● **Exercícios propostos**:
- 1) Devolva, sem nenhuma alteração, a parte do texto sobre algoritmos que vai de "1. INTRODUÇÃO: VALE" até "objetivo predeterminado .".
- 2) Identifique na listagem cada linha em que aparece a palavra "snowy" e copie essas linhas integralmente.
──────── Trecho da fonte ────────
1. INTRODUÇÃO: VALE DO SILÍCIO — O ADMIRÁVEL MUNDO ALGORÍTMICO E O PERIGO DE UMA HISTÓRIA ÚNICA
De maneira simples, algoritmos são uma sequência de etapas e procedimentos com o objetivo de chegar a algum resultado. Como registra a professora de Matemática Cathy O’Neil, são processos que se valem de informações históricas para predizer o futuro de uma maneira mais eficiente possível, de acordo com o objetivo predeterminado .
Durante muito tempo, a grande dificuldade para se fazer essas predições em diversos setores, como o leitor pode intuir, consistiu em se conseguir as referidas informações históricas para alimentar os algoritmos. Uma forma de os programadores driblarem essa dificuldade era por meio do uso de proxies, ou seja, mecanismos que faziam (e ainda fazem em diversos setores) indicações de proximidade, como ocorre, por exemplo, quando se traçam correlações estatísticas entre o CEP residencial de alguém ou padrões de linguagem potencial de pagar um empréstimo ou conseguir dar conta de um emprego.
──────── Dados fornecidos ────────
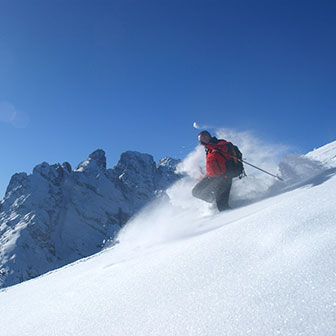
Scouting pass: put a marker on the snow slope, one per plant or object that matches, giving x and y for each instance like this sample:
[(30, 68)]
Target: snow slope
[(180, 268)]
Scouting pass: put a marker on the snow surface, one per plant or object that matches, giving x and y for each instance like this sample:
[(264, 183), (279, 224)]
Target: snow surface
[(266, 267)]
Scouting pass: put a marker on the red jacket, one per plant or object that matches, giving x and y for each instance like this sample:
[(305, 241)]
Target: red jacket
[(216, 158)]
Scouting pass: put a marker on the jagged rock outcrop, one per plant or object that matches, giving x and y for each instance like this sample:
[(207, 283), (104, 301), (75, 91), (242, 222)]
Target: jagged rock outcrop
[(57, 215)]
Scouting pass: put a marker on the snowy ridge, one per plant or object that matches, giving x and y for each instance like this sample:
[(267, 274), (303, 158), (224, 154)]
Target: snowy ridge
[(180, 268), (57, 215)]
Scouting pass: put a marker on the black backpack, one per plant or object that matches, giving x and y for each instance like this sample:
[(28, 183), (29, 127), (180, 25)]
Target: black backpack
[(235, 166)]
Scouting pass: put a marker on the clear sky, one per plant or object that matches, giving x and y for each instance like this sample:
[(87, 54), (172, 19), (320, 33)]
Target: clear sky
[(77, 75)]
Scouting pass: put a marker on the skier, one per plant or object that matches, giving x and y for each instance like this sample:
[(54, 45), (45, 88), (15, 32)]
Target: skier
[(216, 185)]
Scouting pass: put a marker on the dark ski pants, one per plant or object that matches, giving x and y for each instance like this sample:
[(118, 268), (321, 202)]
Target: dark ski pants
[(216, 189)]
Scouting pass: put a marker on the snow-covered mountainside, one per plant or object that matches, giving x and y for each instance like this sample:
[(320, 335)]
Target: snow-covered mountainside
[(265, 268), (57, 215)]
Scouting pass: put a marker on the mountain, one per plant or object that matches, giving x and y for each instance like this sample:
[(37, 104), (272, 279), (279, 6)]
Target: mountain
[(266, 268), (57, 215)]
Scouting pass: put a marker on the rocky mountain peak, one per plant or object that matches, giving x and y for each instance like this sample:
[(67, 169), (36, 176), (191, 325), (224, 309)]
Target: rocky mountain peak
[(95, 161), (57, 215)]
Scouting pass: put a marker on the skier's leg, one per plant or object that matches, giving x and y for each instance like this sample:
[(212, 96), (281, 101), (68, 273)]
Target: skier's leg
[(204, 190), (222, 193)]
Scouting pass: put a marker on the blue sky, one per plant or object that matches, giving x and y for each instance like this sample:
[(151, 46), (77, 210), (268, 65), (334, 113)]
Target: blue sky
[(134, 75)]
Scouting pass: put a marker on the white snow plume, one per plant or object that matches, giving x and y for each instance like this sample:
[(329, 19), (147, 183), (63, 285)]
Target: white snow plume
[(160, 222)]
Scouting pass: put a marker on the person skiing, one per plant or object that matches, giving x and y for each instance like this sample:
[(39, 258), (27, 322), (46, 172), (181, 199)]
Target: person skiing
[(216, 185)]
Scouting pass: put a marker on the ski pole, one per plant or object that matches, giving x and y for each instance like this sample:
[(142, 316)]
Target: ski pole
[(250, 164)]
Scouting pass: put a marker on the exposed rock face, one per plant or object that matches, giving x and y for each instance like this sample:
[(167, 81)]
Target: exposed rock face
[(57, 215)]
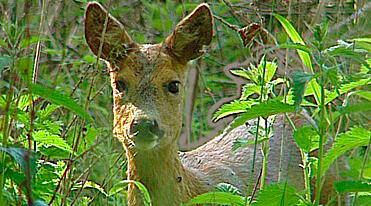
────────
● **Resultados dos exercícios**:
- 1)
1. INTRODUÇÃO: VALE DO SILÍCIO — O ADMIRÁVEL MUNDO ALGORÍTMICO E O PERIGO DE UMA HISTÓRIA ÚNICA
De maneira simples, algoritmos são uma sequência de etapas e procedimentos com o objetivo de chegar a algum resultado. Como registra a professora de Matemática Cathy O’Neil, são processos que se valem de informações históricas para predizer o futuro de uma maneira mais eficiente possível, de acordo com o objetivo predeterminado .

- 2)
Scouting pass: put a marker on the snowy ridge, one per plant or object that matches, giving x and y for each instance like this sample:
Target: snowy ridge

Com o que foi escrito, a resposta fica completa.